* [WRITTEN PROBLEM]: Extract the listing verbatim, beginning at the line that contains "Expected: the pointer indicates a point on the asphalt" and continuing through the end of the listing, with both ends included.

* [THE INPUT]:
________________________________________
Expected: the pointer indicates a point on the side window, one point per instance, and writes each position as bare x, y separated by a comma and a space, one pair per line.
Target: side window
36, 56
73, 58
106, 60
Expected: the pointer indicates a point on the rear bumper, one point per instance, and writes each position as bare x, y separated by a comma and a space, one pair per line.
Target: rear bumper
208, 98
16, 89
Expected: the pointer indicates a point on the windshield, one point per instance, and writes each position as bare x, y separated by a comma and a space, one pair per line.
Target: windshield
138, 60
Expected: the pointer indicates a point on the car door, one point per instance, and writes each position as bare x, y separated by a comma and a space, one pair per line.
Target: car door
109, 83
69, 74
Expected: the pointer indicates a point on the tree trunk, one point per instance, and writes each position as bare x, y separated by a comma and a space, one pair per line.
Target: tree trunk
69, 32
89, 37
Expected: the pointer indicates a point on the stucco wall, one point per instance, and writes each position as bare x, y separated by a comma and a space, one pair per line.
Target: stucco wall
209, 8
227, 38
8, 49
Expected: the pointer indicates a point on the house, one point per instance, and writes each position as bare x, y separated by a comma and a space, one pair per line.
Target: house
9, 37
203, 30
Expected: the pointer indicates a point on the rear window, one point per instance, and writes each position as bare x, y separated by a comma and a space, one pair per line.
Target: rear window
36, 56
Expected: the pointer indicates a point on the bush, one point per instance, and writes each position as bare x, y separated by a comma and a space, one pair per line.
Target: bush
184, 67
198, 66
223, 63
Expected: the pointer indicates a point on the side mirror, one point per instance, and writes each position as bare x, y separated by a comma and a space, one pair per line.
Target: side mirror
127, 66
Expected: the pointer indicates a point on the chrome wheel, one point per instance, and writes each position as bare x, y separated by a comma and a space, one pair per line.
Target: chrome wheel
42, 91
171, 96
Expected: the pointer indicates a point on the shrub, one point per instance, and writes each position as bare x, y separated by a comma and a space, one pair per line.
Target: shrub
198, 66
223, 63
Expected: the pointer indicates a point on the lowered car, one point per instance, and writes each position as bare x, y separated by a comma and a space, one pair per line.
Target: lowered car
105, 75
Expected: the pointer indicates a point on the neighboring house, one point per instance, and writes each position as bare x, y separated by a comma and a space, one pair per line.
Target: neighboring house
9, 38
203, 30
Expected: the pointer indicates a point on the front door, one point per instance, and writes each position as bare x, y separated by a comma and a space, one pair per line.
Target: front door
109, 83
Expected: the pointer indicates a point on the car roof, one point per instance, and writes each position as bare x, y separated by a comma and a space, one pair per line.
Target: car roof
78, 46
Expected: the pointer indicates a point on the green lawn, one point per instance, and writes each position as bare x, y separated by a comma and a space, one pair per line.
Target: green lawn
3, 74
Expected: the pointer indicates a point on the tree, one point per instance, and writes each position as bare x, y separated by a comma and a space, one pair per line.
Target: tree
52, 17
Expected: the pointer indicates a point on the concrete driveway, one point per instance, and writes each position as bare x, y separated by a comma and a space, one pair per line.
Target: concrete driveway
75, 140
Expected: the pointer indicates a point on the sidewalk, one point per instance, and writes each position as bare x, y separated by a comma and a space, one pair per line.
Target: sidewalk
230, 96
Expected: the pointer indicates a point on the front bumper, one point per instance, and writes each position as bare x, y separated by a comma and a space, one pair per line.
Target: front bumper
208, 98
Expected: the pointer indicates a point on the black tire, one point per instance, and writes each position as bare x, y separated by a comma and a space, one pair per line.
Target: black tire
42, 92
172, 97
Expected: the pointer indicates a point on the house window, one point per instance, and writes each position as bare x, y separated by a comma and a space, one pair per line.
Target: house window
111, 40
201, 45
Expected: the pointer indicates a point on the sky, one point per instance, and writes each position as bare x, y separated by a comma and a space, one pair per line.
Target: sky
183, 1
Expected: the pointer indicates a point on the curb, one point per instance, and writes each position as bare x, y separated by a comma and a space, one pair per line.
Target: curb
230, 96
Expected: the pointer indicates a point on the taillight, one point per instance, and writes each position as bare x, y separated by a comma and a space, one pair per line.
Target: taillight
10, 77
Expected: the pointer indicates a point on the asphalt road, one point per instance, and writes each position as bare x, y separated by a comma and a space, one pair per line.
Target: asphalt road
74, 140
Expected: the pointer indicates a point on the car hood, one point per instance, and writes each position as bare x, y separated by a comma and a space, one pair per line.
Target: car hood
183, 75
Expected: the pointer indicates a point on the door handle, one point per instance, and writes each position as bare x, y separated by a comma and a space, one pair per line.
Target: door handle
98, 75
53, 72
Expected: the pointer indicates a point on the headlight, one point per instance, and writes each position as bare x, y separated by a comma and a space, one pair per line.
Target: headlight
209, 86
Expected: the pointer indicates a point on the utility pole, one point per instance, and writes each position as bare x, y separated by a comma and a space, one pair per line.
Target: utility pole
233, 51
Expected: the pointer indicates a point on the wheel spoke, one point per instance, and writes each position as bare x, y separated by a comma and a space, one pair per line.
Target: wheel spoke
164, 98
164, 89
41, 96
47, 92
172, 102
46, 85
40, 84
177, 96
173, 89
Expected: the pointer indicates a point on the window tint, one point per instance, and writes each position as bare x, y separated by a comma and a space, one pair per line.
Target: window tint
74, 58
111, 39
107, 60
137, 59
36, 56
________________________________________
* [RESULT OF THE TASK]:
Expected: the pointer indicates a point on the asphalt road, one point per instance, and writes each position as bare x, y separated by a comma and a space, one pair per line.
Target: asphalt road
74, 140
Expected: the pointer indicates a point on the car hood, one point per instance, and writes each position as bare x, y separated by a comma and a space, one pair per line.
Target: car hood
183, 75
Expected: the pointer indicates a point on the door handle, one point per instance, and writes each position as bare x, y separated by a comma and a space, one pair per line.
Target: door handle
98, 75
53, 72
Expected: the pointer indicates a point on the headlight, one point per instance, and writes each position as bare x, y separated by a comma and a space, one pair per line.
Target: headlight
209, 86
Expected: the pointer indicates a point on the utility pole, one point per instance, and writes each position as bare x, y separated by a comma and a space, one pair per line.
Target: utility pole
233, 51
Expected: the pointer indicates a point on the wheel spoke, one point per instance, and writes each position as bare x, y separated by a comma and a space, one pair per line.
Target: wheel spoke
164, 98
164, 89
41, 96
47, 92
172, 102
46, 85
40, 84
177, 96
173, 89
Expected: the pointer indicates a point on the window tint, one point per instance, and writes each position as bare x, y separated by a comma and a space, one pair per line.
Target: window tint
74, 58
111, 39
107, 60
137, 59
36, 56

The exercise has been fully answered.